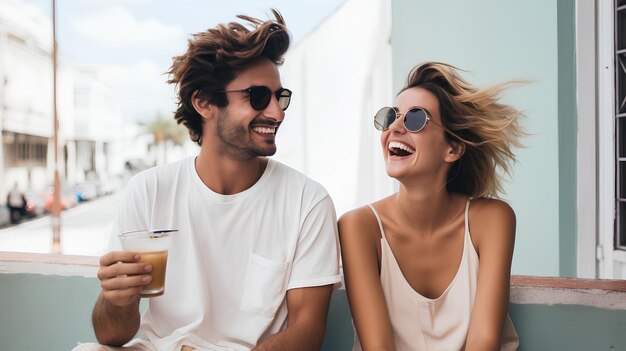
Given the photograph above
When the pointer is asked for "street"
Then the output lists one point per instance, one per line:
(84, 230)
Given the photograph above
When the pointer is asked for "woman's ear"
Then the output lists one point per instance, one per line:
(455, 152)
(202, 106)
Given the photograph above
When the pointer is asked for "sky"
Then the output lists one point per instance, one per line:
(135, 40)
....................
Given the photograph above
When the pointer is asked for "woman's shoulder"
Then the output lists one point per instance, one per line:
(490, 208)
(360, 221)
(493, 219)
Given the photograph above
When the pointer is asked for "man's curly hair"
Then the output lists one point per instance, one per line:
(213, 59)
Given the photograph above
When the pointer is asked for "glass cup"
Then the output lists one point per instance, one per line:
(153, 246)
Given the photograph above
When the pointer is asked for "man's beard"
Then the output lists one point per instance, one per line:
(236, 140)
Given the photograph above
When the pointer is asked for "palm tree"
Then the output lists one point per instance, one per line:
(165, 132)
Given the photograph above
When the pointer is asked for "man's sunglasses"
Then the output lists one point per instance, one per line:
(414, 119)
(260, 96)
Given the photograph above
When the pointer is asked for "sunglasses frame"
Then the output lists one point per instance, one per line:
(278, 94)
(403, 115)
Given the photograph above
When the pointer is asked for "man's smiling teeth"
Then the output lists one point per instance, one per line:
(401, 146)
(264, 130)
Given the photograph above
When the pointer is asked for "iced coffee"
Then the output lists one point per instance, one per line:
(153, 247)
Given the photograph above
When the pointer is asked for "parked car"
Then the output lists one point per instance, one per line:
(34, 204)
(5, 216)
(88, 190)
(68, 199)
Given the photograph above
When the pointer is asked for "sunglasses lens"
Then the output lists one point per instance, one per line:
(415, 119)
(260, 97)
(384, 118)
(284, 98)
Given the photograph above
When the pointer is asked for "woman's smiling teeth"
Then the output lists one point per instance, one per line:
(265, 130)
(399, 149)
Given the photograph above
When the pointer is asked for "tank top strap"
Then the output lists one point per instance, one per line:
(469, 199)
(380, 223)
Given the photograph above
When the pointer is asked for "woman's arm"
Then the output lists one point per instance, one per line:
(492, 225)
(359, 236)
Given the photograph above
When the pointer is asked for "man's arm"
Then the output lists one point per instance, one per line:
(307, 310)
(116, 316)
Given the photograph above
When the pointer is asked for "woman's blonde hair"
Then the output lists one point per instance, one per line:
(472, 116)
....................
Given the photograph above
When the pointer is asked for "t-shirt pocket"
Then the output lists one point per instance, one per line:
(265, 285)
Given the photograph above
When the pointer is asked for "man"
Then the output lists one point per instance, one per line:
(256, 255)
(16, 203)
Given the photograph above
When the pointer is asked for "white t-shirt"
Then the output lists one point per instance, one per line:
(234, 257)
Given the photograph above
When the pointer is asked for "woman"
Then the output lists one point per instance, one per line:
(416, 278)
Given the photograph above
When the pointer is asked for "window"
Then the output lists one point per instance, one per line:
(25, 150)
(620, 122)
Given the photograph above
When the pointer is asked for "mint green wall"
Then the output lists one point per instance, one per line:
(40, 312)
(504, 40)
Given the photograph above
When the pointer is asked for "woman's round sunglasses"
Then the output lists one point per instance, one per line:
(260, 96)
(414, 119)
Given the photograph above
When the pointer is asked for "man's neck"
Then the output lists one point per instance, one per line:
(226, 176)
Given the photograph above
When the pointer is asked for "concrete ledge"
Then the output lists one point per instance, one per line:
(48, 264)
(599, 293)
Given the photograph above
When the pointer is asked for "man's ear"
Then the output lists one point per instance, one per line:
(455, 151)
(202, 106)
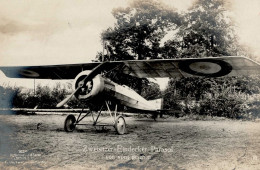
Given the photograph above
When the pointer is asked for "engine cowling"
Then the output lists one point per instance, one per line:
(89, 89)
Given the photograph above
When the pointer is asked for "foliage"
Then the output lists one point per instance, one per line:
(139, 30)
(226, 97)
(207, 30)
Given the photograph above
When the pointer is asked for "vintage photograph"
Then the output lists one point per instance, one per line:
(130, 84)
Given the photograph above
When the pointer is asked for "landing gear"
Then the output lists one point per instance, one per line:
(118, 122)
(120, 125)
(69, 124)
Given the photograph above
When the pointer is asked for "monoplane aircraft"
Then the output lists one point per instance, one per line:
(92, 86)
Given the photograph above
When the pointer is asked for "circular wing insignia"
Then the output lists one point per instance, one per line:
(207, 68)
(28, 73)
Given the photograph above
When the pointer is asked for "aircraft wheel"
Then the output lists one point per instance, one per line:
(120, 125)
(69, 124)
....................
EXERCISE REQUIREMENTS:
Copy out every line above that contains the word "hair", with each line given in full. Case counts.

WRITTEN RESPONSE:
When the pointer is asked for "man's curly hair"
When the pointer is asked for "woman's blonde hair"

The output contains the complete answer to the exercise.